> Task to carry out
Please state how many lines of the records below contain the string "field", giving only the number.

Labeled-object pointing entries:
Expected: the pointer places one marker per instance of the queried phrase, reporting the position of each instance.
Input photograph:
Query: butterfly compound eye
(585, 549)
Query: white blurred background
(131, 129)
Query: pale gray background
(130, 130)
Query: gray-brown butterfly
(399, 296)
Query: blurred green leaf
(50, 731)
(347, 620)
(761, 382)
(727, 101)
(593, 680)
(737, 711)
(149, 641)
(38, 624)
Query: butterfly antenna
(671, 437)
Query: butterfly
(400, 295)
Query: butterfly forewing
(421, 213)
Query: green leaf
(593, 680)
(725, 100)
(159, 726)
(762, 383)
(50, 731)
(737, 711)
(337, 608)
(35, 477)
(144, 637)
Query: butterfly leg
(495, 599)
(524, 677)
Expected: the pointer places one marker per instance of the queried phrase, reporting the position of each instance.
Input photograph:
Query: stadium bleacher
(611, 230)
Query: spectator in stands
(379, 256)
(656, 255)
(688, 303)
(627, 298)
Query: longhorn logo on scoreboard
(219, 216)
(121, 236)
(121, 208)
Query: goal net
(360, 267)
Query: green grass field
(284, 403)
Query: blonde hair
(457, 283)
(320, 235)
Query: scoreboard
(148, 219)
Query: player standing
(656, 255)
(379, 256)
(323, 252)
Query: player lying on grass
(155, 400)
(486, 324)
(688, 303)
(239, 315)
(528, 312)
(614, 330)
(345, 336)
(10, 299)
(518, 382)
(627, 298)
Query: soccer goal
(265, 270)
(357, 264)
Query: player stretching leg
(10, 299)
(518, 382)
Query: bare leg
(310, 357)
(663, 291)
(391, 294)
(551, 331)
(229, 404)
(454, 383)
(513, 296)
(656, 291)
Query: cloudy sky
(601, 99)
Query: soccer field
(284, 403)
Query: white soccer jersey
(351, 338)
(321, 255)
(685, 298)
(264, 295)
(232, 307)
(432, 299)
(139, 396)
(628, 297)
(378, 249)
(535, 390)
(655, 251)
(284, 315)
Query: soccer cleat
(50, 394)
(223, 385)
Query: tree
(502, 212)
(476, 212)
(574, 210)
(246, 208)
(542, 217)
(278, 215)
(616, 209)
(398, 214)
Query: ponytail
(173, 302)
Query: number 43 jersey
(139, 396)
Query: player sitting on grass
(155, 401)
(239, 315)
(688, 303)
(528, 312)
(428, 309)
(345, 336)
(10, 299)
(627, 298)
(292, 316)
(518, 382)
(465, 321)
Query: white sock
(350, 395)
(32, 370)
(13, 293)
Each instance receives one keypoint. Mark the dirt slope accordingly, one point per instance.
==
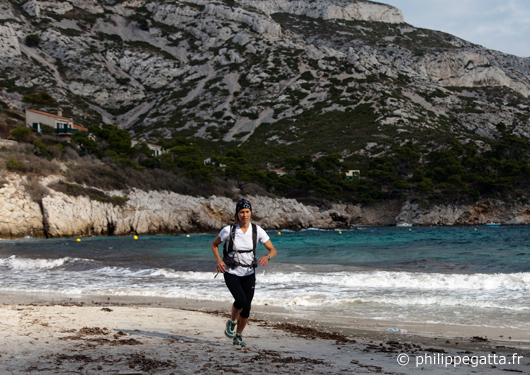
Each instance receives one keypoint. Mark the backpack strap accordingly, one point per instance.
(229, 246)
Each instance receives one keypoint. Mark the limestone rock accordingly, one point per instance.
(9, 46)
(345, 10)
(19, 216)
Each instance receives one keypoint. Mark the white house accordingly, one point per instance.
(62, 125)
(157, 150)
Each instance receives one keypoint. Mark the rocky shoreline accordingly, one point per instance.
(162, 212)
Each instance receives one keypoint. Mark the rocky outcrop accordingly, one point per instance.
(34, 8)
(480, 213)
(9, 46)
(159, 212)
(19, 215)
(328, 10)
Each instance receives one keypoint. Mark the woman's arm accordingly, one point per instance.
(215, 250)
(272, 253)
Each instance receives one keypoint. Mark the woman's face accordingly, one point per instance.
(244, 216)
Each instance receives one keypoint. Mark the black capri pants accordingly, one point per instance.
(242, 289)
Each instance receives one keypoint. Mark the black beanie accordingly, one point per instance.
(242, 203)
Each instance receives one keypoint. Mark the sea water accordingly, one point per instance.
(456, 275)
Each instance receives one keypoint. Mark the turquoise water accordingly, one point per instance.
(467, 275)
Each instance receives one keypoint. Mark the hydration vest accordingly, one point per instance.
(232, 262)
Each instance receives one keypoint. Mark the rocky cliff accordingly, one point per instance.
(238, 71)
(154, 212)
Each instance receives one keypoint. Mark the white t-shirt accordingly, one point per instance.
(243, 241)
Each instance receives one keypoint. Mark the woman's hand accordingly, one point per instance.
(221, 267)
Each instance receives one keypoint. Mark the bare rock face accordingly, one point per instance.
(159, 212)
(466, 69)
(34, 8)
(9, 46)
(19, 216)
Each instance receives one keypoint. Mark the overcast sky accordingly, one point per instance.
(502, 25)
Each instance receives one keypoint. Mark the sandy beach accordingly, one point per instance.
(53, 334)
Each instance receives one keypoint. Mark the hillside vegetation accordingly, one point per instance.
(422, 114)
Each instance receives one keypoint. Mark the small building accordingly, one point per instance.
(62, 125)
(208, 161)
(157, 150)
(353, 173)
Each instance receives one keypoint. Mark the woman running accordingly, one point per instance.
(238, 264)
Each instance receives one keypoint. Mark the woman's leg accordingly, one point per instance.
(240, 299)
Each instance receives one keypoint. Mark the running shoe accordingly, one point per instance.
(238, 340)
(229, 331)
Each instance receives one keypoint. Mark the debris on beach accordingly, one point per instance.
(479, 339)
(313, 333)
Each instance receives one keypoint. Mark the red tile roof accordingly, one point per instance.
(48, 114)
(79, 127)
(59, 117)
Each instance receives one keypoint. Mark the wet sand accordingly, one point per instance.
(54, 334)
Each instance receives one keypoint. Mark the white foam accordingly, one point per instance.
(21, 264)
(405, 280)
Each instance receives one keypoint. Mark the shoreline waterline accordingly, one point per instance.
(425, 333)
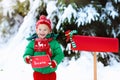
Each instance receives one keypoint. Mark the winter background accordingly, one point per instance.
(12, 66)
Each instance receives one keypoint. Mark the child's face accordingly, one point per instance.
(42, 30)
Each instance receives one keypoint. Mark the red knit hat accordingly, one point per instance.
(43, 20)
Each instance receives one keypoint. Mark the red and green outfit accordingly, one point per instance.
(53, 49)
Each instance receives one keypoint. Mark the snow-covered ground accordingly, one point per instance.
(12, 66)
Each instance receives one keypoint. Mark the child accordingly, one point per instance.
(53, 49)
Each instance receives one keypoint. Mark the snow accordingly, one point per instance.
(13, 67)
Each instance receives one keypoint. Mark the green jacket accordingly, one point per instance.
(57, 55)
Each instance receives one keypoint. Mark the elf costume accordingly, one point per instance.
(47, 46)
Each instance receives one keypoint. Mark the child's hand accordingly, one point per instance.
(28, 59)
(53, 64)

> Solution
2